§ **Directions**
Among the records, find the lines that hold the string "marks" and return them.

▬▬▬▬▬▬▬▬▬▬

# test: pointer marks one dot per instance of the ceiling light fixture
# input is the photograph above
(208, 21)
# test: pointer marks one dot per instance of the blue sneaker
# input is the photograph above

▬▬▬▬▬▬▬▬▬▬

§ **Task answer**
# test: pointer marks one dot per instance of the ceiling light fixture
# test: pointer marks one dot per instance of the blue sneaker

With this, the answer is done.